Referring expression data
____________
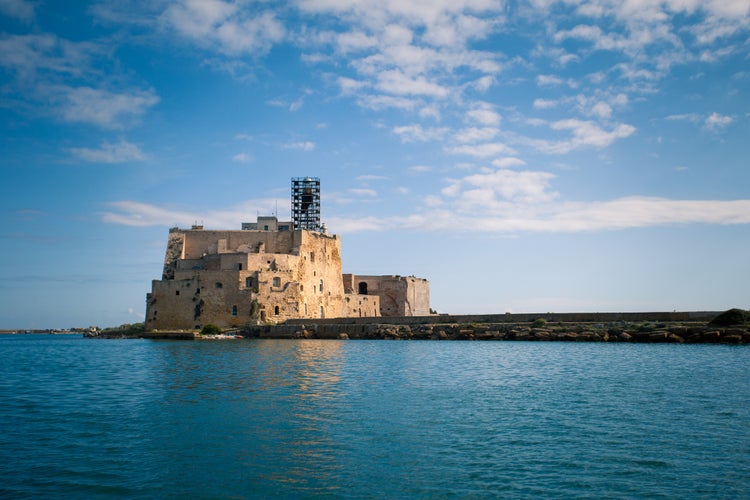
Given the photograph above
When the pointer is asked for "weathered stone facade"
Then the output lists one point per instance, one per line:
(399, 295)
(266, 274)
____________
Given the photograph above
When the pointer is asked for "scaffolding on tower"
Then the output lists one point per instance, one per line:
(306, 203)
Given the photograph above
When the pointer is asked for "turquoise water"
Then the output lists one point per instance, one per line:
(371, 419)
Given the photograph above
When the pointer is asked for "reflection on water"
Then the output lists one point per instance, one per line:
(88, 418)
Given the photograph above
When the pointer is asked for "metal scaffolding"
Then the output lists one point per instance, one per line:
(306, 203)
____________
- [Exercise description] Wherever a line of the entries holds the string "asked", copy that line.

- [Answer below]
When the pointer is asked for "weathered stone facade"
When the pointer is asked for "scaffolding on tower"
When the pointer is asked for "turquoise water"
When the pointer is asked for "reflection on water"
When the pointer is asked for "metal scaffolding"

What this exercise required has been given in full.